SUPPLIED TEXT:
▼

And a good pasty, with steak and NO BLOODY CARROTS, is like God's Own Food. With lots of ketchup. Yum.

Anonymous said...

The urchins (or "Neds")in Scotland (particularly the west of Scotland)allegedly subsist on deep-fried Mars Bars and deep-fried pizza, , which provides an nice cross cultural mix, including as it does both the USA and mainland Europe. I think it's the deep-frying that's important though (deep-fried, battered trainer anyone?)

Also, I think that if I hailed from the South-West of England, I'd call myself "Cornish" because I really like it as a word - very satisfying and yes, the pasty (genuine Cornish variety) is one of the finest things these islands have to offer in the way of food. Just watch out for the bloody seagulls!

patroclus said...

Are you a Scot, Marsha? I have to say (and I'm a bit wary because last time I said this I got shouted down) that in all my 21 years in the North of Scotland, I never saw a single instance of a deep-fried Mars bar. Although deep-fried battered pizzas there were aplenty. Mmmm. Or not.

Sparkling said...

Cornish PASTY... yes those... three course meal baked into a pastry... I'm sure that is what they tought me at catering college, or whatever it was I spend all my hard earned money on when I was young and naive.

Should I get my money back?

Sparkling said...

PS: I like Ketchup

rach said...

Ketchup? Surely the only thing suitable for pasty accompaniment is branston pickle...

Abaculus said...

During a brief sojourn to Edinburgh I did once experience the joy of a deep-fried Mars bar, and it wasn't in a touristy part of town so I presume it wasn't just a gimmick. It was nice, though.

Anonymous said...

Yes, I'm a Scot and no, I've never seen a deep-fried Mars Bar either (although they are reputed to exist in the chip-shops of Glasgow). I think though their real function is to provide a certain section of the London-based food press with a convenient shorthand for abysmal food, thereby allowing them to loftily pass comment on the inadequacies of the Scottish diet and the poor quality of some restaurant food, while conveniently forgetting that a good deal of the top-quality produce they routinely dine on in the course of their professional activities is, in fact, sourced in Scotland! Oh dear, I've gone all bitter and twisted again, haven't I?

patroclus said...

▲

TASKS TO COMPLETE:
1. In the comment thread, how many years does patroclus say they spent in the North of Scotland?
2. Shorten the paragraph of the comment thread that begins "Yes, I'm a Scot and no," and keep its main facts.
3. Write out the comment thread's text from "Also, I think" up to and including "young and naive.".

MATERIAL SUPPLIED:
▼

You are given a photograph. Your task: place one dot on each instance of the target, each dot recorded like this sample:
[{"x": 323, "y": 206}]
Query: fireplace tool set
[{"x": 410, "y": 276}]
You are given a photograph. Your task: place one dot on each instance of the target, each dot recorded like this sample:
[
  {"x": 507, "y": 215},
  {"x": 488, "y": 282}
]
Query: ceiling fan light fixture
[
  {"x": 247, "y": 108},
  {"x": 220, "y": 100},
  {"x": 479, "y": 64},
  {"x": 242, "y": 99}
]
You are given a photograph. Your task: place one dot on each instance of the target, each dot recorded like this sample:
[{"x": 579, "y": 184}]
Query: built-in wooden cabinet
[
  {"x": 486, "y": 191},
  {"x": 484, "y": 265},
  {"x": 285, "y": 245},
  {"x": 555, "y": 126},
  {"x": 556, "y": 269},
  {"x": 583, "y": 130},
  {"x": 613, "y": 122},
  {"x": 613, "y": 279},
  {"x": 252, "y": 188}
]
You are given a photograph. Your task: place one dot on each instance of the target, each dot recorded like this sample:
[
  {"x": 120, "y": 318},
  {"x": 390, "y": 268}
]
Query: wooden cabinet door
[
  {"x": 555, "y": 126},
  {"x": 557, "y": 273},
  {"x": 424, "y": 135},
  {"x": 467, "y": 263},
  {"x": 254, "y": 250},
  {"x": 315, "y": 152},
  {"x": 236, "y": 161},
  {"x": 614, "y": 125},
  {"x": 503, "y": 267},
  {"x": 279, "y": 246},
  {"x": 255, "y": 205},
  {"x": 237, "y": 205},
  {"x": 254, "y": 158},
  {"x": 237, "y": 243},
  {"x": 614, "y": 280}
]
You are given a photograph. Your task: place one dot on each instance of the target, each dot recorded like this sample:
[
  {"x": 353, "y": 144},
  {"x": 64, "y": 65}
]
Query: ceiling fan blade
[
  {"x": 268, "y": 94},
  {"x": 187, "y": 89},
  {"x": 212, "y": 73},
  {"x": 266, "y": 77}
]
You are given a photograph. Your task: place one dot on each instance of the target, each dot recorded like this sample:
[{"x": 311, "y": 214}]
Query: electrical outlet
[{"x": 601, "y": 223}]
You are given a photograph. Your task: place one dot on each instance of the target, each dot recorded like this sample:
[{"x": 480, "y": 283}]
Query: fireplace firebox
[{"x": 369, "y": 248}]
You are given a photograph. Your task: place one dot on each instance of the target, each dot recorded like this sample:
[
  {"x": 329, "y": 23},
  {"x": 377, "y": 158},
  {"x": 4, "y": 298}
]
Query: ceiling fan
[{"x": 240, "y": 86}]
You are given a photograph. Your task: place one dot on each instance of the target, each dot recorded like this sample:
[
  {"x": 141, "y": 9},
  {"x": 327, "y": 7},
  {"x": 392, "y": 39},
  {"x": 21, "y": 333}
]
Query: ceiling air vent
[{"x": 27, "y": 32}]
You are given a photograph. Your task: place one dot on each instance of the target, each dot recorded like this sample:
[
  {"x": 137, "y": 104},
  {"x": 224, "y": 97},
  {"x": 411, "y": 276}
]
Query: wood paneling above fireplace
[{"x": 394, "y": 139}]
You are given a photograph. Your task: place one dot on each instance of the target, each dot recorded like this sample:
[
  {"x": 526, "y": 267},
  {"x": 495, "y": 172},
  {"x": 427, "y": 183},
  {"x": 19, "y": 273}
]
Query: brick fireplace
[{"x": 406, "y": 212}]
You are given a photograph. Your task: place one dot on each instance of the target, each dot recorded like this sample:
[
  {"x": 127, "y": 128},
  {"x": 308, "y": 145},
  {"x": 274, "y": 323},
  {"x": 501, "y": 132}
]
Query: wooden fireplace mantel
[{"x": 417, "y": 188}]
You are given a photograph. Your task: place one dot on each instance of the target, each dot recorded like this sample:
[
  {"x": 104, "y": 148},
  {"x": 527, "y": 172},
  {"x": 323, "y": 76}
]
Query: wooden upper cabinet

▲

ANSWERS BY ITEM NUMBER:
1. 21 years.

2. The commenter is a Scot and has never seen a deep-fried Mars Bar, though they are said to exist in Glasgow's chip shops. The commenter argues that their real role is to give part of the London-based food press a shorthand for terrible food. This lets those writers sneer at the Scottish diet and at poor restaurant food. Meanwhile they forget that much of the top-quality produce they eat for work comes from Scotland.

3.
Also, I think that if I hailed from the South-West of England, I'd call myself "Cornish" because I really like it as a word - very satisfying and yes, the pasty (genuine Cornish variety) is one of the finest things these islands have to offer in the way of food. Just watch out for the bloody seagulls!

patroclus said...

Are you a Scot, Marsha? I have to say (and I'm a bit wary because last time I said this I got shouted down) that in all my 21 years in the North of Scotland, I never saw a single instance of a deep-fried Mars bar. Although deep-fried battered pizzas there were aplenty. Mmmm. Or not.

Sparkling said...

Cornish PASTY... yes those... three course meal baked into a pastry... I'm sure that is what they tought me at catering college, or whatever it was I spend all my hard earned money on when I was young and naive.